[BEGIN]
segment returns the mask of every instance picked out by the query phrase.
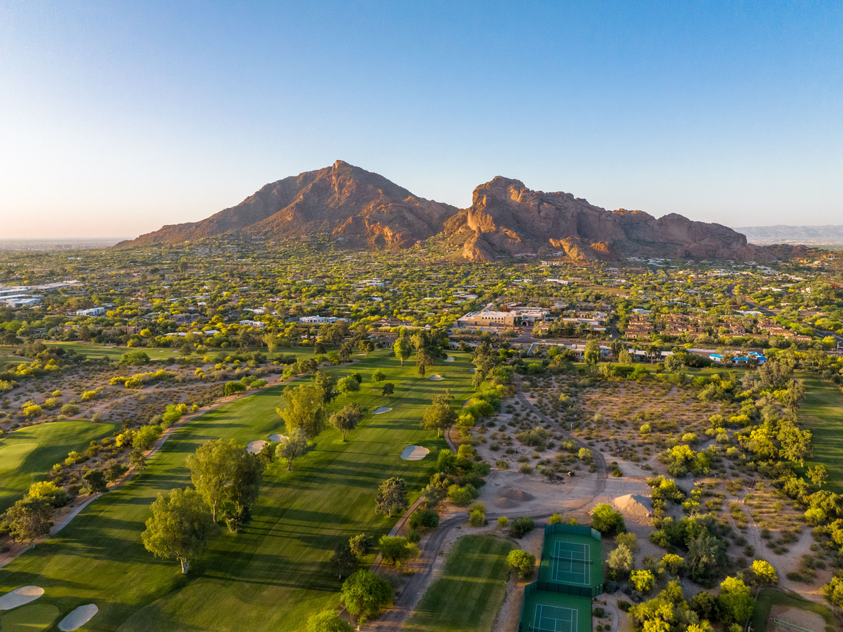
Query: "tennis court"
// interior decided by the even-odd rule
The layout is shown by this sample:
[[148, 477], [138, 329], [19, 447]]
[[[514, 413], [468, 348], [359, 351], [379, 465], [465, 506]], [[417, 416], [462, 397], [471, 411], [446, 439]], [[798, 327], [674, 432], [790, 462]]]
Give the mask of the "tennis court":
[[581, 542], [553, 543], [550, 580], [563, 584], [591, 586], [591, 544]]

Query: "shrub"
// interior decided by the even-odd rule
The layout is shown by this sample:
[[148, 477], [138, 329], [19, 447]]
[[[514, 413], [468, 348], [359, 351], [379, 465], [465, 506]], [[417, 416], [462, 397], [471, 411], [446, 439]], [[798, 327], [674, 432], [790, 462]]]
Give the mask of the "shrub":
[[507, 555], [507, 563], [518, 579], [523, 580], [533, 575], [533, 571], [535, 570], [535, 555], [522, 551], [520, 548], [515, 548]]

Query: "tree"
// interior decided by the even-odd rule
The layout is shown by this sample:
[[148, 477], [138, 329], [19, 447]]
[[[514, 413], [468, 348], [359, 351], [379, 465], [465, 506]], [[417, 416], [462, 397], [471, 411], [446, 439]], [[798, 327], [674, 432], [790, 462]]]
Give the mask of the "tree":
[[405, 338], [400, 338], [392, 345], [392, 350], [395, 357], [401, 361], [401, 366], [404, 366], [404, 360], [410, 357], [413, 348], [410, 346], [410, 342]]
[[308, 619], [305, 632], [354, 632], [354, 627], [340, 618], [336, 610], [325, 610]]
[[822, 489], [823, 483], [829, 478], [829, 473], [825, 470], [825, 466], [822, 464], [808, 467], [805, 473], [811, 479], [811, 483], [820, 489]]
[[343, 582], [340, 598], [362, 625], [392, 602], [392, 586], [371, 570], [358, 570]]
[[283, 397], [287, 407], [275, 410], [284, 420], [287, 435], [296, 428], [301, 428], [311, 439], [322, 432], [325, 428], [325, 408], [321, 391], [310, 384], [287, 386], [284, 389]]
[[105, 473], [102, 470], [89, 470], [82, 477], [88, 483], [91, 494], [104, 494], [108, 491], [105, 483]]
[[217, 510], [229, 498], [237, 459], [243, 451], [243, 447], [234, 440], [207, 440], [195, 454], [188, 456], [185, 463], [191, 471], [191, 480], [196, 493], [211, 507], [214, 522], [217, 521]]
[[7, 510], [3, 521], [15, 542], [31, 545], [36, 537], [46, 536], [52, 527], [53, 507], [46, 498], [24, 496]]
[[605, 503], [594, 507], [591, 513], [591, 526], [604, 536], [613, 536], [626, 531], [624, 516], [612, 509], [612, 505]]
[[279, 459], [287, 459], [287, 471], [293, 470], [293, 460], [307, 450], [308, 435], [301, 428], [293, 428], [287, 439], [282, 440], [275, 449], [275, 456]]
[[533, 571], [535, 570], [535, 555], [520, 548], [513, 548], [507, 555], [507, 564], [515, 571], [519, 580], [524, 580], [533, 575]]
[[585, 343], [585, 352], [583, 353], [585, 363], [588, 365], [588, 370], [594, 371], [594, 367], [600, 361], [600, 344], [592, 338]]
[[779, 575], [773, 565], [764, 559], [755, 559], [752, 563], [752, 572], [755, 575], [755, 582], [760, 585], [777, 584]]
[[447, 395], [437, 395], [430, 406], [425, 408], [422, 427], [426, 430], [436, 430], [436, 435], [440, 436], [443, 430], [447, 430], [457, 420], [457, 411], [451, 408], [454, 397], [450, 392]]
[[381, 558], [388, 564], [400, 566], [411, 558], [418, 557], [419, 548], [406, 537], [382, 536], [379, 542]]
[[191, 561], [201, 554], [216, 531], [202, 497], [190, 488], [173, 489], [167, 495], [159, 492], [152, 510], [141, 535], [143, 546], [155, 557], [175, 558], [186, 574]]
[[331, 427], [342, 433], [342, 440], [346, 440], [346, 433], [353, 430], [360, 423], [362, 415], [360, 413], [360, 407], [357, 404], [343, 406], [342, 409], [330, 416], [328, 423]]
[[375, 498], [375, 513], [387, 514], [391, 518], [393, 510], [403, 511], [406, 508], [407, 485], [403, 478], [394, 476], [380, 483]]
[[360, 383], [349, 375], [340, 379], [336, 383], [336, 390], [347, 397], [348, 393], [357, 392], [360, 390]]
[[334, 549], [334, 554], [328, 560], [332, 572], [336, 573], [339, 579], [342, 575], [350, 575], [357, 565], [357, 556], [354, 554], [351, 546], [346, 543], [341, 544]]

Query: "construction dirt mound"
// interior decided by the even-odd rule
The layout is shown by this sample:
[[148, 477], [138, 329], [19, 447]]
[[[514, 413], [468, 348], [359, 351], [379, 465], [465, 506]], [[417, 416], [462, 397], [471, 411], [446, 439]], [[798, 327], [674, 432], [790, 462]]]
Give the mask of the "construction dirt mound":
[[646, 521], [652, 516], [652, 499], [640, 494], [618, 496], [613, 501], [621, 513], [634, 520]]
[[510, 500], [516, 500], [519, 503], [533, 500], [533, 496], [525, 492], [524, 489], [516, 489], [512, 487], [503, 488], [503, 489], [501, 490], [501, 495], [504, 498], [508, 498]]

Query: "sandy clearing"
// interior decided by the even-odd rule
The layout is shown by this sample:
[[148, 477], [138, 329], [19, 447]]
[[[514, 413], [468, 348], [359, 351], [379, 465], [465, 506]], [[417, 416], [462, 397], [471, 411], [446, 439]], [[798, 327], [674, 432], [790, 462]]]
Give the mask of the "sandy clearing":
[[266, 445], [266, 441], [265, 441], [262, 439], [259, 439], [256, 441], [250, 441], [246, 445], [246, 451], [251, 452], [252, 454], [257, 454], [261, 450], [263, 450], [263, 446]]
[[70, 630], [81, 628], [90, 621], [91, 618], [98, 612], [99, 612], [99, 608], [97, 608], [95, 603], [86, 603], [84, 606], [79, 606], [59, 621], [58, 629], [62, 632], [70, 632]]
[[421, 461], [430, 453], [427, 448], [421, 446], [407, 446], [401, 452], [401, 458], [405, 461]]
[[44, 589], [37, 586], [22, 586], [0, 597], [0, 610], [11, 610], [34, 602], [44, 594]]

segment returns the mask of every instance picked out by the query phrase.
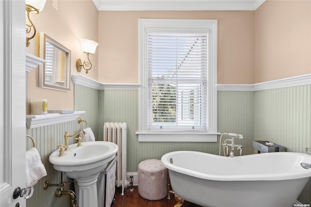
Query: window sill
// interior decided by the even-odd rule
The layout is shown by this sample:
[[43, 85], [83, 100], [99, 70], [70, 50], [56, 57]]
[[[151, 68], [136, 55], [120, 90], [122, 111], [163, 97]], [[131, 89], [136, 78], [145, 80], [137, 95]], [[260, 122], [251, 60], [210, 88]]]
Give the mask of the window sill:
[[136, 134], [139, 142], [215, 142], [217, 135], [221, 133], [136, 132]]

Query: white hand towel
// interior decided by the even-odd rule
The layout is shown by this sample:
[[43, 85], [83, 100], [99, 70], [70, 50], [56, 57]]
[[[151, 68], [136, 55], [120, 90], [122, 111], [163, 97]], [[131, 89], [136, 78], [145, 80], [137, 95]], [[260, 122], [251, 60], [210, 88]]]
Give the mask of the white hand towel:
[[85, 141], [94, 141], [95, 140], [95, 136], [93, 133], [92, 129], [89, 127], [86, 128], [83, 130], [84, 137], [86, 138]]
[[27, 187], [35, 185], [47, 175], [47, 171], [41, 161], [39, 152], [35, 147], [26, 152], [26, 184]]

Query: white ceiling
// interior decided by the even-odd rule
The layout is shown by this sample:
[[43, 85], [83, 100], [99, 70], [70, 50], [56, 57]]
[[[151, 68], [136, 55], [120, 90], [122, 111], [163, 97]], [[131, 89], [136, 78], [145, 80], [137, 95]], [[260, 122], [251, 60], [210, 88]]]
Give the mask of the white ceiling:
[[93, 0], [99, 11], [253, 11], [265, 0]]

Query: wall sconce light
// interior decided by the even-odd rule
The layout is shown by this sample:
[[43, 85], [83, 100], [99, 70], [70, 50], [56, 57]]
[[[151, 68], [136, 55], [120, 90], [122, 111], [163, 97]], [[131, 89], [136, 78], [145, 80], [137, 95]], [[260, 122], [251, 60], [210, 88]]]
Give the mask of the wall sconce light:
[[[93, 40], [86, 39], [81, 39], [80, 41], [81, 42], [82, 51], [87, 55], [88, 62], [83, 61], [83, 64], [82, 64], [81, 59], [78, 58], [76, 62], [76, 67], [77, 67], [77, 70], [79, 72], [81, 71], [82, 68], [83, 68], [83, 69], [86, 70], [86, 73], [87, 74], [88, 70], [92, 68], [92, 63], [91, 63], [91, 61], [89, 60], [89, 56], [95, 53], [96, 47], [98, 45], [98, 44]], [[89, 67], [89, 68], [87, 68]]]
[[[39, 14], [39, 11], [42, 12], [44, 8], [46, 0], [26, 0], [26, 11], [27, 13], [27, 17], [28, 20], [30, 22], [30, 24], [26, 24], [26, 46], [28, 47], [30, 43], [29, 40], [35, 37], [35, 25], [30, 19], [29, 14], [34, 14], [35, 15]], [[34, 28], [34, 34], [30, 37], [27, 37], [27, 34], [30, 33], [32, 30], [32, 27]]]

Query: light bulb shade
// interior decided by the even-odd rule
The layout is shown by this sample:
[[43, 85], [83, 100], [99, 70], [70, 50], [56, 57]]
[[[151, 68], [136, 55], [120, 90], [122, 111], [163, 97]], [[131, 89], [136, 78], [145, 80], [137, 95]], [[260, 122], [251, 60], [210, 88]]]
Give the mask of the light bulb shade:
[END]
TASK:
Please render the material from the line containing "Query: wall sconce light" through its last line as a JSON list of strings, one string per line, with blank lines left out.

EXPECTED OUTPUT:
[
  "Query: wall sconce light",
  "// interior decided by the even-odd rule",
  "The layout is shown by this sample:",
  "[[43, 85], [83, 100], [99, 70], [70, 50], [56, 57]]",
  "[[[151, 68], [136, 55], [120, 90], [122, 111], [163, 97]], [[131, 89], [136, 78], [145, 80], [137, 95]], [[260, 122], [251, 60], [210, 88]]]",
  "Give the mask of the wall sconce light:",
  "[[[93, 40], [86, 39], [81, 39], [80, 41], [81, 42], [82, 51], [87, 55], [88, 62], [83, 61], [83, 64], [82, 64], [81, 59], [78, 58], [76, 62], [76, 67], [77, 67], [77, 70], [79, 72], [81, 71], [82, 68], [83, 68], [83, 69], [86, 70], [86, 73], [87, 74], [88, 70], [92, 68], [92, 63], [91, 63], [91, 61], [89, 60], [89, 56], [95, 53], [96, 47], [98, 45], [98, 44]], [[89, 67], [89, 68], [87, 68]]]",
  "[[[39, 14], [39, 11], [42, 12], [44, 8], [46, 0], [26, 0], [26, 11], [27, 13], [27, 17], [28, 20], [30, 22], [30, 24], [26, 24], [26, 46], [28, 47], [30, 43], [29, 40], [35, 37], [35, 25], [30, 19], [29, 14], [34, 14], [35, 15]], [[34, 28], [34, 34], [30, 37], [27, 37], [27, 34], [30, 33], [32, 30], [32, 27]]]",
  "Query: light bulb shade",
  "// interior decided by the even-odd rule",
  "The layout is shown by this sample:",
  "[[43, 85], [83, 100], [99, 70], [70, 50], [56, 57]]",
  "[[[151, 68], [136, 55], [120, 90], [122, 111], [163, 97]], [[131, 89], [136, 78], [145, 80], [137, 95]], [[260, 122], [251, 60], [210, 88]]]",
  "Give the mask of the light bulb shade:"
]